Aim of the exercise
List each line of the data that holds the string "chicken", please.

Data for processing
···

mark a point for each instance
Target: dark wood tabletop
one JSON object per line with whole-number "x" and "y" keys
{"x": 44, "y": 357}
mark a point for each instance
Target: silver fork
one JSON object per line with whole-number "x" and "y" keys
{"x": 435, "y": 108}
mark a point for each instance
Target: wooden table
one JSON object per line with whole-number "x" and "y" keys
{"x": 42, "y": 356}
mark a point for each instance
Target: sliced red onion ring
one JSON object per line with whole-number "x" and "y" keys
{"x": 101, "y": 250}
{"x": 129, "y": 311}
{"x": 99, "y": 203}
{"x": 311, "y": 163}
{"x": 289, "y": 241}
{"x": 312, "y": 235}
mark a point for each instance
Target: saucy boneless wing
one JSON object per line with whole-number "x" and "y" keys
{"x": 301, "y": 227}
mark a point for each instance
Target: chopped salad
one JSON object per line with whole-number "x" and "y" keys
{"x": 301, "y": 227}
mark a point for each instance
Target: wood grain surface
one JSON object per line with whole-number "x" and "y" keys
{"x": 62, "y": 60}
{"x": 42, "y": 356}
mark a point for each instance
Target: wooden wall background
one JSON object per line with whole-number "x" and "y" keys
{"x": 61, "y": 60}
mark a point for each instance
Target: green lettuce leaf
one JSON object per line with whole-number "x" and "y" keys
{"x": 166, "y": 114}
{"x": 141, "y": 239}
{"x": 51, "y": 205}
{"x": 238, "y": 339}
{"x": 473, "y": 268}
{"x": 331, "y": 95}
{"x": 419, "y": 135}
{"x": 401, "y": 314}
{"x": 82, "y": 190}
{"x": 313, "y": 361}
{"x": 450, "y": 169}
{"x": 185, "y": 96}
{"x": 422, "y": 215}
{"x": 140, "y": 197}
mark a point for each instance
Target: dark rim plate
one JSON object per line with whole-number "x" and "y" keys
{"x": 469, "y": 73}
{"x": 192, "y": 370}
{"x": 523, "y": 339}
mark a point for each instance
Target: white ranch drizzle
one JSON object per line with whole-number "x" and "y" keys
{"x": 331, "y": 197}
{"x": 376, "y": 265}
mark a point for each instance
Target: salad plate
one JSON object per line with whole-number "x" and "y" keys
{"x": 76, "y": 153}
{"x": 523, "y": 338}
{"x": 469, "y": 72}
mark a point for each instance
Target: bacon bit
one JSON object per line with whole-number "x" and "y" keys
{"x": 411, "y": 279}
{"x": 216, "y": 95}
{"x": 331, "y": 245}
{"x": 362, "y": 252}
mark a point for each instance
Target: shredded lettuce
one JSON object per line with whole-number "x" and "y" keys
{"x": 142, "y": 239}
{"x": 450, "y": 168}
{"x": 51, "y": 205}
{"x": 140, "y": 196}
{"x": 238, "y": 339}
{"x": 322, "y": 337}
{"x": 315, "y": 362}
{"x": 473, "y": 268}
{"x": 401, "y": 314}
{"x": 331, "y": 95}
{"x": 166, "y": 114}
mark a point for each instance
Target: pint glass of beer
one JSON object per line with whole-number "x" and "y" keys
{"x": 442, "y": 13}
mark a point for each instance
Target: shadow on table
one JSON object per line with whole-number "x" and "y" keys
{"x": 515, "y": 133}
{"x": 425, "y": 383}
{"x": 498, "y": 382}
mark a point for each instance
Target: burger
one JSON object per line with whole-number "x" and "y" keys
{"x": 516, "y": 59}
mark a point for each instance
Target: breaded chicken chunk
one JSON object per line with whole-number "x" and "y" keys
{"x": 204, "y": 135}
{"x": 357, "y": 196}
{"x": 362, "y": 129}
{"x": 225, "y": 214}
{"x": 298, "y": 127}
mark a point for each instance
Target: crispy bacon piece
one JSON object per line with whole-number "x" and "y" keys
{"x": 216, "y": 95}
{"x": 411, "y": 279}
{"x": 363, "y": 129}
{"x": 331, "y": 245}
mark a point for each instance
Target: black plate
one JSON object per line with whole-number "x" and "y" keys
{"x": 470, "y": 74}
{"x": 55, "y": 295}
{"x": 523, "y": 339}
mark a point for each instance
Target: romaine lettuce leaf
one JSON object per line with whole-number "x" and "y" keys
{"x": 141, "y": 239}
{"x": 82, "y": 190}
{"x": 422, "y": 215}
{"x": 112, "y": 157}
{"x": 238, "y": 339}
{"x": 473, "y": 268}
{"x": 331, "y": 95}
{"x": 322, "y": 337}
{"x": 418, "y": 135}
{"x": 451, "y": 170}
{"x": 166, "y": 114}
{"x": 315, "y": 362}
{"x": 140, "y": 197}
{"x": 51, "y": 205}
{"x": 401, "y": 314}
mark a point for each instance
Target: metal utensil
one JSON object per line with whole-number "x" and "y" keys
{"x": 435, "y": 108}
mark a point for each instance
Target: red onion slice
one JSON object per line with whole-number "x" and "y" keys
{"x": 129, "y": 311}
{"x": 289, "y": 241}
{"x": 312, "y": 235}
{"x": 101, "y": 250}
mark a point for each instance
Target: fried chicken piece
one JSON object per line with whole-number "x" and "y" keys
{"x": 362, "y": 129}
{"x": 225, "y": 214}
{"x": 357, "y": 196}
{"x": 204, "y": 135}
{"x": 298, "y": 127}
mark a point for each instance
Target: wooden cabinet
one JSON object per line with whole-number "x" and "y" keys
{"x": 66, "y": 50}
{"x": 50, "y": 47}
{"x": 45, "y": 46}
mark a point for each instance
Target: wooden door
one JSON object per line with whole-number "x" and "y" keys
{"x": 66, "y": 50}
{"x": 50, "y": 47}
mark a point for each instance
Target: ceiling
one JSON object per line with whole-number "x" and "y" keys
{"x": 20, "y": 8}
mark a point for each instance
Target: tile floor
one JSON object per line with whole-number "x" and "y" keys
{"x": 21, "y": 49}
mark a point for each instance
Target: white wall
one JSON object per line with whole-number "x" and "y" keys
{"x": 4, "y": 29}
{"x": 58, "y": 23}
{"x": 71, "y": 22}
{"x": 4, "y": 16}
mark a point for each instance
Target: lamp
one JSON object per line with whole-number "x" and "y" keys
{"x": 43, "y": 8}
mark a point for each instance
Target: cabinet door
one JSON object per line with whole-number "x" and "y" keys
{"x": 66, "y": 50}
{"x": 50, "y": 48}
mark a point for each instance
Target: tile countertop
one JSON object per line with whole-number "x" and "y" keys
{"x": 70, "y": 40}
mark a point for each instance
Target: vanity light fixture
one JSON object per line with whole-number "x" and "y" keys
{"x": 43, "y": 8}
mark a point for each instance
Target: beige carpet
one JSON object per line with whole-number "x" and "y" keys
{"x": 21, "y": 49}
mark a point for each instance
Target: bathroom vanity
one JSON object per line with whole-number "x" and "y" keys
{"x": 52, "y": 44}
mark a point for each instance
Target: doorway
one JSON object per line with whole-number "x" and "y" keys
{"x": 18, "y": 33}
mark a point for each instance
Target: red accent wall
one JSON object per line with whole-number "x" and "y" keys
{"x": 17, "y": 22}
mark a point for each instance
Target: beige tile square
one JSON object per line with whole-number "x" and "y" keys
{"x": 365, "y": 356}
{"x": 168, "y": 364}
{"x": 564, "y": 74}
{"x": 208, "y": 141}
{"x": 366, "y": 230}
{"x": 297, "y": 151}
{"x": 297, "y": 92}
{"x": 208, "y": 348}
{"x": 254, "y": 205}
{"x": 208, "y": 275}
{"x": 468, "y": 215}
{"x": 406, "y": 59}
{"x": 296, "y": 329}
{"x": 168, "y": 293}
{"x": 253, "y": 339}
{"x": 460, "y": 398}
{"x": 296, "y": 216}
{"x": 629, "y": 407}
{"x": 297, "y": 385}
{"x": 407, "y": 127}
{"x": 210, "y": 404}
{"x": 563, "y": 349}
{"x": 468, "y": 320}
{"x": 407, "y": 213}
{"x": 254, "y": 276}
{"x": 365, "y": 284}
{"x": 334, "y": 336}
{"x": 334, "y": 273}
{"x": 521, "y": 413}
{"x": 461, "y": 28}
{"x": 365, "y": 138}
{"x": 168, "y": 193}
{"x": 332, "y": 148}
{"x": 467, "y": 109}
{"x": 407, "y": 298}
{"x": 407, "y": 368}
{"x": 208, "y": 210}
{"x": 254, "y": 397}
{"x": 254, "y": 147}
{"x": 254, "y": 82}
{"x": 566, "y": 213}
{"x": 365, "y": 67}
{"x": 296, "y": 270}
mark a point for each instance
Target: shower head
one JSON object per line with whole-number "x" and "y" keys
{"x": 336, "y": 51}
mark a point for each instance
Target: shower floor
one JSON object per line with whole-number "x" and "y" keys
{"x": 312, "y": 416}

···

Solved problem
Target: breaded chicken chunk
Target: fried chicken piece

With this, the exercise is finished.